▶ [Prompt]:
Reproduce all of the records below, substituting "Result" for each "Return value" and keeping everything else unchanged. Leave the pictures out of your answer.

▶ [Supplied data]:
══════════════════════════════

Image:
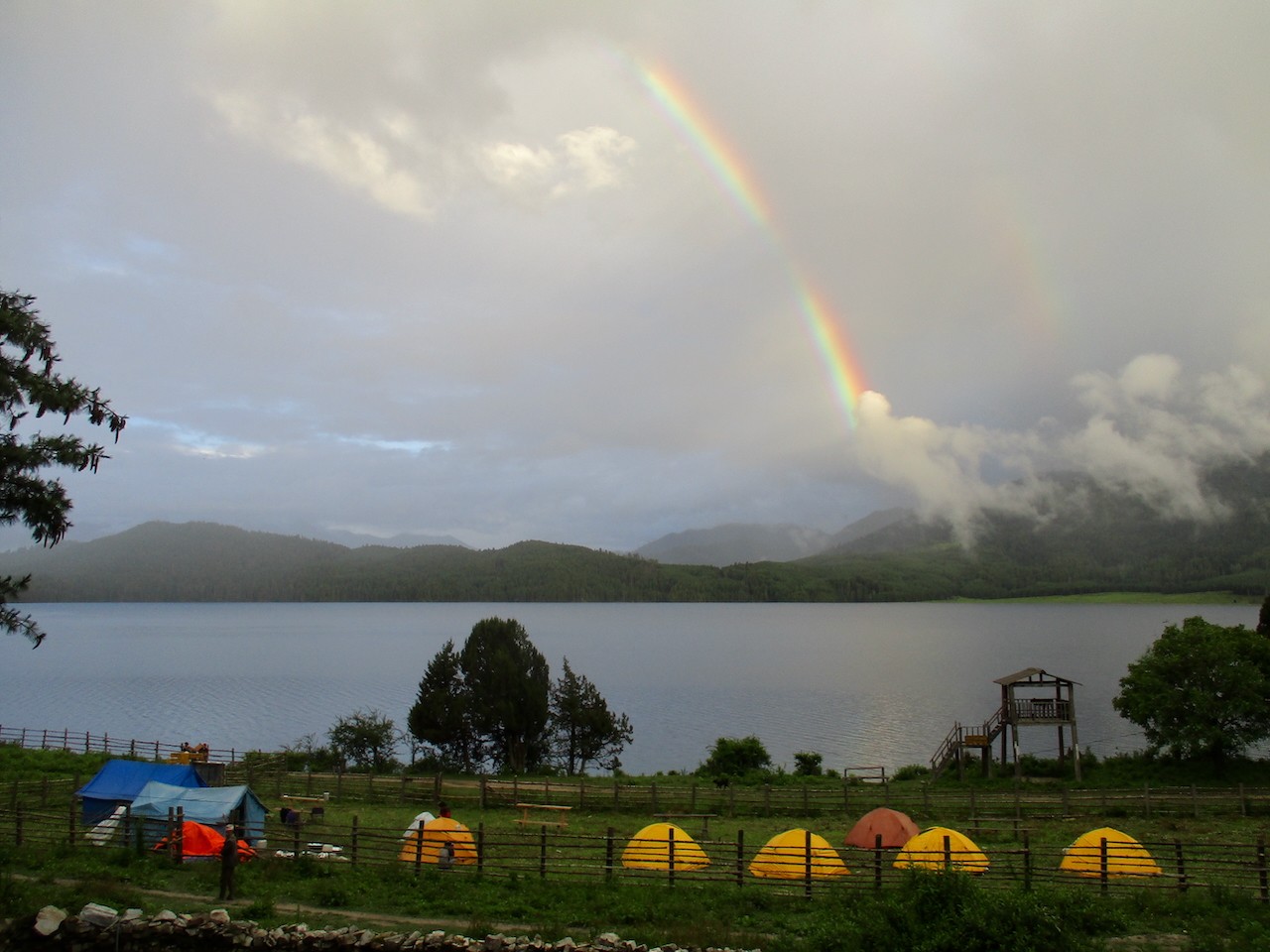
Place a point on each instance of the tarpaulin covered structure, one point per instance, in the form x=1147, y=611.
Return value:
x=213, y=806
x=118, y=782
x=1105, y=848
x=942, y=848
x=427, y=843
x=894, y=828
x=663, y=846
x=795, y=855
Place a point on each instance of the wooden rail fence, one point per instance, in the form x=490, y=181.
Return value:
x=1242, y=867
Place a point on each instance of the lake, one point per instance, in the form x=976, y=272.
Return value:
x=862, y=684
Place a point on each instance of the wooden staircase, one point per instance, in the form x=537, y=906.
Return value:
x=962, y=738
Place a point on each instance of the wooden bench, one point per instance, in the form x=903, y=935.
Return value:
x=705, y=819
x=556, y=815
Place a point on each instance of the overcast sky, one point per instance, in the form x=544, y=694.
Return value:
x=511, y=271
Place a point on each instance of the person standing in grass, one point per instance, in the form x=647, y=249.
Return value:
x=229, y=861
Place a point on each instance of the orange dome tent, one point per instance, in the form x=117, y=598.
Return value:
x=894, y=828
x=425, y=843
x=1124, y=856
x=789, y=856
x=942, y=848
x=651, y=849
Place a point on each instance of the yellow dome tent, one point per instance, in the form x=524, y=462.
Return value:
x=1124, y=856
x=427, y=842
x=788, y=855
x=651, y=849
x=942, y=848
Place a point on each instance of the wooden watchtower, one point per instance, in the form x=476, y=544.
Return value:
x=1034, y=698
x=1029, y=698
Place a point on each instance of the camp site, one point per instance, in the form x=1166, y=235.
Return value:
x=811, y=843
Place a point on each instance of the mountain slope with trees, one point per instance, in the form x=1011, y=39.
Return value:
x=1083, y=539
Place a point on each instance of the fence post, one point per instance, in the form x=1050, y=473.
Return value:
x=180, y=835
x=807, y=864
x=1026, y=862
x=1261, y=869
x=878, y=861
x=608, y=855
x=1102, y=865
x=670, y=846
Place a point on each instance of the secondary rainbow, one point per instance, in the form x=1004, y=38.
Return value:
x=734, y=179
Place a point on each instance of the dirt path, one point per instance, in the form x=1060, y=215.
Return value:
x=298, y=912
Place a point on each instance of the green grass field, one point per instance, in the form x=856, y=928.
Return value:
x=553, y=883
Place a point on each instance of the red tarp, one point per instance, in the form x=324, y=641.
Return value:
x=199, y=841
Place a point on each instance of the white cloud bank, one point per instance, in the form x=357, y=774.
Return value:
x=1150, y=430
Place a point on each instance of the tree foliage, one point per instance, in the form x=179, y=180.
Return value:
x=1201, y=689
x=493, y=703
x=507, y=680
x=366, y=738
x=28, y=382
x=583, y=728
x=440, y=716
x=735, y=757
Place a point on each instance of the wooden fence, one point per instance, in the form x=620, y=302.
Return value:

══════════════════════════════

▶ [Answer below]:
Image:
Place a point on each instance of the tarpaulin covered structure, one point per instance, in the form x=1147, y=611.
Result:
x=213, y=806
x=118, y=782
x=1105, y=848
x=942, y=848
x=427, y=843
x=894, y=828
x=663, y=846
x=795, y=855
Place a point on each instance of the wooden rail fence, one point per instance, in the form x=490, y=181.
Result:
x=1242, y=867
Place a point on each instance of the lake, one point per instance, in the form x=976, y=272.
Result:
x=862, y=684
Place a point on each instance of the wooden staircase, one point per instance, in the form x=537, y=906.
Result:
x=962, y=738
Place a point on each instance of the wooden bench, one point per instance, in the form x=903, y=935.
Result:
x=705, y=819
x=556, y=815
Place a point on each instance of the overcast sky, one point per instance, in the form x=544, y=694.
Result:
x=511, y=271
Place a point on each instance of the person standing in grass, one point per instance, in the form x=647, y=249.
Result:
x=229, y=861
Place a point on each instance of the orange dome tent, one point per instance, in the form x=117, y=598.
Result:
x=894, y=828
x=425, y=843
x=1124, y=856
x=789, y=856
x=942, y=848
x=651, y=849
Place a point on each instance of the yellow dome tent, one point per instance, in the form x=524, y=462.
Result:
x=1124, y=856
x=427, y=842
x=788, y=855
x=651, y=849
x=942, y=848
Place a point on each instance of the wooden watchtower, one point per instance, in the form x=476, y=544.
Result:
x=1034, y=698
x=1029, y=698
Place a point on each instance of the camp site, one point per instance, in the form x=1166, y=235.
Result:
x=811, y=843
Place a point on each instance of the mountain slope with trees, one point per instance, in the form x=1011, y=39.
Result:
x=1083, y=539
Place a point on each instance of the fence post, one point per instance, in the form x=1050, y=473.
Result:
x=180, y=835
x=807, y=864
x=1026, y=862
x=1261, y=869
x=878, y=861
x=608, y=855
x=1102, y=865
x=670, y=846
Place a point on each instance of the secondary rainbow, one point per instance, in the form x=1004, y=38.
Result:
x=734, y=179
Place a point on each instance of the dirt path, one point per instance, in the form x=1060, y=215.
Result:
x=298, y=912
Place a point on each instance of the green grass field, one point per instance, in the form x=856, y=928.
Result:
x=553, y=883
Place a point on each instance of the red tarp, one point per instance, in the form x=324, y=641.
Result:
x=199, y=841
Place a point on each instance of the white cloud bank, one point per instance, in the form x=357, y=774.
Result:
x=1150, y=430
Place a point on each instance of the tree foliage, one point per instance, in the form x=179, y=180.
Result:
x=1201, y=689
x=493, y=703
x=507, y=680
x=366, y=738
x=28, y=382
x=583, y=728
x=440, y=716
x=735, y=757
Place a point on each instance of the wooden fence, one point per instance, in the form x=620, y=302.
Result:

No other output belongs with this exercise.